▶ **Passage**
────────

On the road: Barmby is back home and doing it his way …yet again
Nicky Barmby goes back to Middlesbrough on Monday. He”s been back before but this time Barmby returns to Teesside as a manager, Hull City’s manager.
Not a permanent manager as yet, but an interim one whose work in the interim period since Nigel Pearson departed for Leicester City means that Barmby should be permanent imminently.
There was a meeting on Friday in Hull that was expected to confirm Barmby’s new status. We await confirmation.
Hometown boy: Nicky Barmby is now in charge of the team he supported as a boy
BY THE WAY…
On September 1st 2001, Barmby started for England in Munich against Germany – the 5-1. A decade on only three of that starting XI – David Seaman, Gary Neville and Paul Scholes – have officially retired.
Barmby’s history suggests nothing should be taken for granted.
But the signs are that the 37 year-old born in Hull likes the hierarchy at the KC Stadium and that they like Barmby.
One obvious reason for this is that Hull City have just won their last four games. That winning sequence has seen Hull move from tenth place in the Championship to fourth. They have gone from being 13 points off automatic promotion to four points off it.
“The club wants Nick to stay and he seems to be enjoying the role so we will see what happens in the future,” said Adam Pearson last week.
Pearson’s title is director of football operations; Hull are now owned by the locally-based Allam family. They are prepared to be patient. As Pearson added: “Football these days probably isn’t tuned into something like this. The norm is if a manager gets a couple of results then he is appointed immediately.
“But Nick said right from the very start when he took the job on a temporary basis that he wanted to do it his way.”
Those two words “his way” served as a reminder that Barmby has rarely been the norm. One of the best players ever to emerge from Lilleshall, Barmby seemed destined to be one of the first golden crop of Manchester United youngsters reared by Alex Ferguson.

────────

▶ **What this exercise asks**
(A) Copy out verbatim the section of the Barmby article that starts with the words "There was a" and finishes with "taken for granted.".
(B) Answer these questions from the Barmby article:
(i) Which club did Nigel Pearson leave Hull City to join?
(ii) In what place in the Championship did Hull sit after their four-game winning run?
(iii) What is Adam Pearson's title?
The rows below the Barmby article come from a different source.

────────

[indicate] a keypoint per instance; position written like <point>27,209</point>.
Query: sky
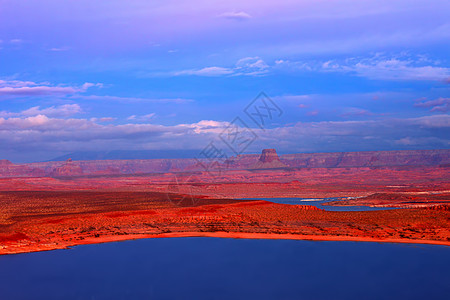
<point>344,75</point>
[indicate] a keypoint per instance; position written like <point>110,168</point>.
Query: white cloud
<point>390,68</point>
<point>239,16</point>
<point>439,105</point>
<point>208,71</point>
<point>65,110</point>
<point>248,66</point>
<point>132,99</point>
<point>22,134</point>
<point>30,88</point>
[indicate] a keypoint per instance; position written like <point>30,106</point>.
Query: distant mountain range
<point>128,154</point>
<point>112,163</point>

────────

▶ **Answers to the exercise**
(A)
There was a meeting on Friday in Hull that was expected to confirm Barmby’s new status. We await confirmation.
Hometown boy: Nicky Barmby is now in charge of the team he supported as a boy
BY THE WAY…
On September 1st 2001, Barmby started for England in Munich against Germany – the 5-1. A decade on only three of that starting XI – David Seaman, Gary Neville and Paul Scholes – have officially retired.
Barmby’s history suggests nothing should be taken for granted.

(B)
(i) Leicester City
(ii) Fourth
(iii) Director of football operations